__Material supplied__
>>>

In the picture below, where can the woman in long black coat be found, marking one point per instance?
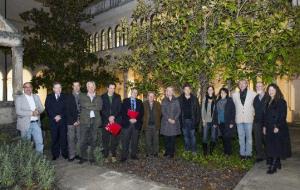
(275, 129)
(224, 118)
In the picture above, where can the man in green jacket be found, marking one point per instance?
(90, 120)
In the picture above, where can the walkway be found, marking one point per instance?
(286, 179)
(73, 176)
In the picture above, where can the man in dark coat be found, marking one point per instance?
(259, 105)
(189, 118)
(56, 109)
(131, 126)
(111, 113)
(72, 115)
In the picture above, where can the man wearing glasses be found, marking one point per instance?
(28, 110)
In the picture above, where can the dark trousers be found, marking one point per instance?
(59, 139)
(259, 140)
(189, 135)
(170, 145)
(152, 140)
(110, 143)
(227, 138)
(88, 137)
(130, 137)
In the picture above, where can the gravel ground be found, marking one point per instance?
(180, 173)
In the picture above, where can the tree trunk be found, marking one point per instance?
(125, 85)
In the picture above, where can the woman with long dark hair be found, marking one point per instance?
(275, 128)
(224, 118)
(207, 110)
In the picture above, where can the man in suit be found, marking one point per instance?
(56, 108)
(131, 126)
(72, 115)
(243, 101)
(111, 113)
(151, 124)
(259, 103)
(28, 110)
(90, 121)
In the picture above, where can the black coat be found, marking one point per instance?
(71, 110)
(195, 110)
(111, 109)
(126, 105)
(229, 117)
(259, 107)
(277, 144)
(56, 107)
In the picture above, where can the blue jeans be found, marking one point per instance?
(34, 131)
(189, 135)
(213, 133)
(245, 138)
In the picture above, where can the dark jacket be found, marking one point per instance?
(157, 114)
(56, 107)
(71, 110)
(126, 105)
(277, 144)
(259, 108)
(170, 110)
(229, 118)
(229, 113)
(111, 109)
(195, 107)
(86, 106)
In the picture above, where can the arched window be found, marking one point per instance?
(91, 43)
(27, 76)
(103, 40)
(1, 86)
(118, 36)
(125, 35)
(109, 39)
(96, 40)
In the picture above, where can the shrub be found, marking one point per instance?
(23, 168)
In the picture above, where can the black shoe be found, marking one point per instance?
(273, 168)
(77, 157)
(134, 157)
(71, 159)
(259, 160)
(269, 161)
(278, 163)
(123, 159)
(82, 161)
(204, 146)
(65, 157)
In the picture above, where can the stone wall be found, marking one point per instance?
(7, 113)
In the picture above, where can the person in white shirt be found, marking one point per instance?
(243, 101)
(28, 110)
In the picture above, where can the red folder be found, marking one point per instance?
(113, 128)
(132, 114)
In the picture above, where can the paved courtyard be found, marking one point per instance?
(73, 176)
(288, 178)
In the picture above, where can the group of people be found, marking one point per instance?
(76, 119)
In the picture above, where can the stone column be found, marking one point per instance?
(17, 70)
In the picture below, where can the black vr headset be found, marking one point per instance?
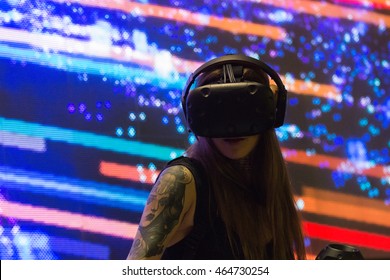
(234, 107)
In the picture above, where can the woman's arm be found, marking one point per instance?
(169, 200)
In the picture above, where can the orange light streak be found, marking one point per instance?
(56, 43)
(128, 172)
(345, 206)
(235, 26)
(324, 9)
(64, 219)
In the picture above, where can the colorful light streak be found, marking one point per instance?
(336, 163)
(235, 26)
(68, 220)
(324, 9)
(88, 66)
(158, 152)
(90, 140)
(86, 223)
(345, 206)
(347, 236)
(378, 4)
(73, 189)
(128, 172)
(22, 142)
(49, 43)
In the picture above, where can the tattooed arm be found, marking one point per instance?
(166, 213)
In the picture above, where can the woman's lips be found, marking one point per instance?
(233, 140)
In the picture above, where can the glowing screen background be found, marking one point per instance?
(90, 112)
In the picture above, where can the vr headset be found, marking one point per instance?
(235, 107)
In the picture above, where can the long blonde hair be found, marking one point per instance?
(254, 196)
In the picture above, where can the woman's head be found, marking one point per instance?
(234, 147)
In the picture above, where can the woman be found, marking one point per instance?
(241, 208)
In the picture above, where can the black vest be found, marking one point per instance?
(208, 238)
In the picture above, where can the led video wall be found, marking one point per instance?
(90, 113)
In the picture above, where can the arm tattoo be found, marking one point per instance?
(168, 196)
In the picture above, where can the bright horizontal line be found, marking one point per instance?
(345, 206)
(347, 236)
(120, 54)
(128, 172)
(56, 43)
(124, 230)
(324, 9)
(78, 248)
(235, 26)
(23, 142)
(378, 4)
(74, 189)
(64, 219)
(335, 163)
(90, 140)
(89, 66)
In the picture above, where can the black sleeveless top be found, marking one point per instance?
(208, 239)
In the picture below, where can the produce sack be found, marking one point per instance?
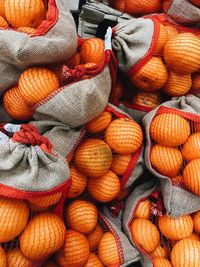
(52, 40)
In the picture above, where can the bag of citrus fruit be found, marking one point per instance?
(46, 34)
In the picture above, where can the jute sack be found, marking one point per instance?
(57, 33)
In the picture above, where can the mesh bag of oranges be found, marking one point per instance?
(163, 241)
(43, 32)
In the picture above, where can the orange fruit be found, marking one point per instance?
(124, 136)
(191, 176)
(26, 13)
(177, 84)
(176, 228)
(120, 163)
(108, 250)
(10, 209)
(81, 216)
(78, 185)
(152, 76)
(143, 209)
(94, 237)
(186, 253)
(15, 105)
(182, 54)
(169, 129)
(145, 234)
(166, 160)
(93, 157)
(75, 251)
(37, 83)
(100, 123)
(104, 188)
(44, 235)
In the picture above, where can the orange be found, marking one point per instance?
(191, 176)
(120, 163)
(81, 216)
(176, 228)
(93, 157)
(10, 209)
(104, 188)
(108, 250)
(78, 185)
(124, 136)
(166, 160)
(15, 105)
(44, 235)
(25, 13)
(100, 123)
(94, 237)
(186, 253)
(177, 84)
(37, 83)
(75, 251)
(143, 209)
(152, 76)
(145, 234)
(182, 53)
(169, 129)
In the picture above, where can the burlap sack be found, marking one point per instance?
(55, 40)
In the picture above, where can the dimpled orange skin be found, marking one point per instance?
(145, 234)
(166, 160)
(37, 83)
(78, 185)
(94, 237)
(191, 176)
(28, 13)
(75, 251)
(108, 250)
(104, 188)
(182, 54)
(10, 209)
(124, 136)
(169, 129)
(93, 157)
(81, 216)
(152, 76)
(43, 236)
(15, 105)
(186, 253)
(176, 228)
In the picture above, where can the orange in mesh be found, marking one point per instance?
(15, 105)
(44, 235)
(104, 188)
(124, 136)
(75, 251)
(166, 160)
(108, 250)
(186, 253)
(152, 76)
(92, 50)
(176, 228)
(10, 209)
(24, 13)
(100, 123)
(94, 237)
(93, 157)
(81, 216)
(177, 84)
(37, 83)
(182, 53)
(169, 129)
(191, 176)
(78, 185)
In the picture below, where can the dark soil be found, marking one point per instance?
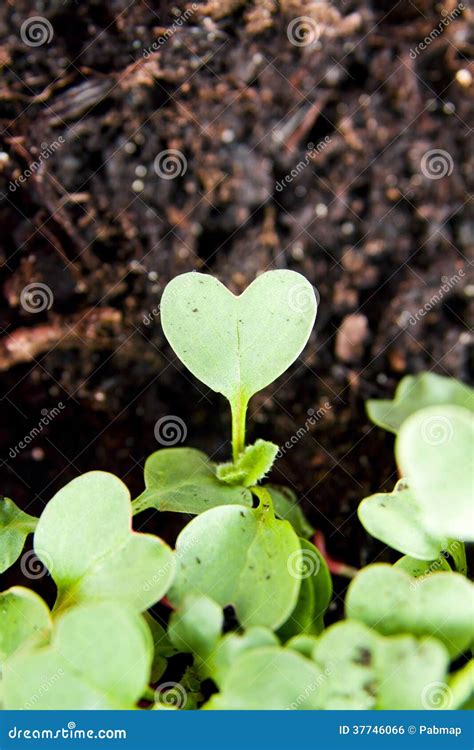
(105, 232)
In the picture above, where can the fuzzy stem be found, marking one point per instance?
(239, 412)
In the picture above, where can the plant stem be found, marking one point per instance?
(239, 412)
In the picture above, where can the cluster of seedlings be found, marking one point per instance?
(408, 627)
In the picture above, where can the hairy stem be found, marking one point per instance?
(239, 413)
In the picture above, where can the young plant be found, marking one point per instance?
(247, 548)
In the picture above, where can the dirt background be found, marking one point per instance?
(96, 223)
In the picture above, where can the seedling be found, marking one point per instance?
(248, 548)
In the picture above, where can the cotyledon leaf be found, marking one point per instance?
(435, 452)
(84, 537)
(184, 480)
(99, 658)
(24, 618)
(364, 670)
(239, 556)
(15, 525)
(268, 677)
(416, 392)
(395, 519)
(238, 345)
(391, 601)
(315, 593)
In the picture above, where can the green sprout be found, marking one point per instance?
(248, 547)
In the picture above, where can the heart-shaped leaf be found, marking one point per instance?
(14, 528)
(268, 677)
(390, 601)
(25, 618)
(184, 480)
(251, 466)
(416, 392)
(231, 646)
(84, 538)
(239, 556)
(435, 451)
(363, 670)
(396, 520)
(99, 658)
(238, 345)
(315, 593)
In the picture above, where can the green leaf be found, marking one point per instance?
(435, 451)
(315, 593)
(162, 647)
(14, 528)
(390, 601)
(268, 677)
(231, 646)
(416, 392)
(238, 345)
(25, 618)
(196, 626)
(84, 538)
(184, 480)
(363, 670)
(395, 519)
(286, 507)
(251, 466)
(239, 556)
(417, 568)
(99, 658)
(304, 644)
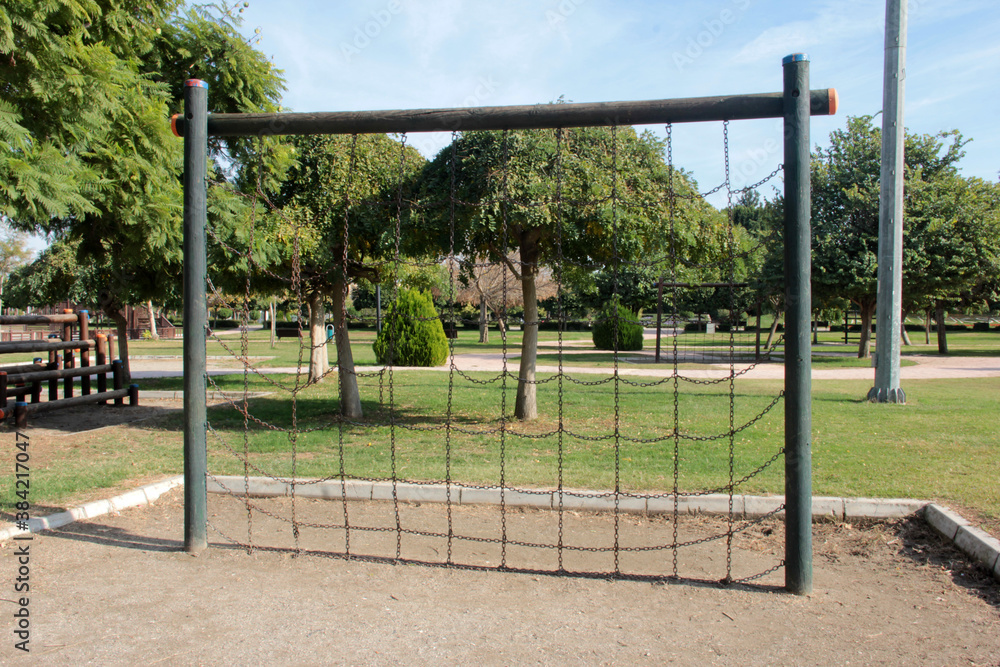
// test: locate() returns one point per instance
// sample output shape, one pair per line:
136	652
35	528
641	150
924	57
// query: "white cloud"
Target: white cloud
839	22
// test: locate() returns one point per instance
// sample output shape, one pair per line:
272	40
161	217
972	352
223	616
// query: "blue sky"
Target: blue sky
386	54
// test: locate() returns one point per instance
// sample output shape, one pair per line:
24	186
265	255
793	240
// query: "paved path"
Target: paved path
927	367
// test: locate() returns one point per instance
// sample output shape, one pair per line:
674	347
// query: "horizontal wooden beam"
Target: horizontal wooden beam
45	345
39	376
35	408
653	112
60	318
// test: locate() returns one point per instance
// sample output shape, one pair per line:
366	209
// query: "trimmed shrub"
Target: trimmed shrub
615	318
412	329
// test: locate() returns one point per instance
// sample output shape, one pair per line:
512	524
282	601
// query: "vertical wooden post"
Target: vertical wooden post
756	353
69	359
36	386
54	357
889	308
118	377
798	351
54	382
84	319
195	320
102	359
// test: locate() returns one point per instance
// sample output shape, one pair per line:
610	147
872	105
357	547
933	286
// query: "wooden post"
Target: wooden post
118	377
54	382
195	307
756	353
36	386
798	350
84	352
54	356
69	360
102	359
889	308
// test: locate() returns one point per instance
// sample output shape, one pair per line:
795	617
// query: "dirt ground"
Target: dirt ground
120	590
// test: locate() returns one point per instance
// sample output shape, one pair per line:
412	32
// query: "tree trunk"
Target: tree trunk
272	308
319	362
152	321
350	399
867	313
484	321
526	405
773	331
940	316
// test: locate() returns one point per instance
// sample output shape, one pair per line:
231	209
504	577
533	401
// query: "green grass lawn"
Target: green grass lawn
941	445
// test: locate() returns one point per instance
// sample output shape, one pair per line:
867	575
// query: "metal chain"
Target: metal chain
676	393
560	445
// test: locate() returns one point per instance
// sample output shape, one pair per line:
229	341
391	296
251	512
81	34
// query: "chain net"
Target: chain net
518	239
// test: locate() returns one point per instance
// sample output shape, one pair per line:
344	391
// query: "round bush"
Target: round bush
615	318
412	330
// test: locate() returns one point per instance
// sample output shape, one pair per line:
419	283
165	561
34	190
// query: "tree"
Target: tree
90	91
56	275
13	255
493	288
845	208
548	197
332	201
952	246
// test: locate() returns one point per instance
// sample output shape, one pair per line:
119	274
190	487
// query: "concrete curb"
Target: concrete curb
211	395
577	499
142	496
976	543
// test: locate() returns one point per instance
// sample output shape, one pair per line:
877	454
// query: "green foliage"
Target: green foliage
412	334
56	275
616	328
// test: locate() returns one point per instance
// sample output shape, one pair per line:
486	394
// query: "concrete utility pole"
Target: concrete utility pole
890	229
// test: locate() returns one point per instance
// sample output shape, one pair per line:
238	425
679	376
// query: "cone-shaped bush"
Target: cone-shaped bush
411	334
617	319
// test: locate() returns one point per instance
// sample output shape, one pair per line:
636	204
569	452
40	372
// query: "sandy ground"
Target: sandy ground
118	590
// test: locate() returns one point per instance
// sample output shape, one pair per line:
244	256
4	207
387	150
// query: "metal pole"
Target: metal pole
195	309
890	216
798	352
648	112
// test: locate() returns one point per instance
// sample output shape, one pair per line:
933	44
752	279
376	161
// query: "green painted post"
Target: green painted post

<<<

__Written problem__
Count the lines of the records above that contain the string "cone", where case counts. Give only the number.

__Result of the task__
2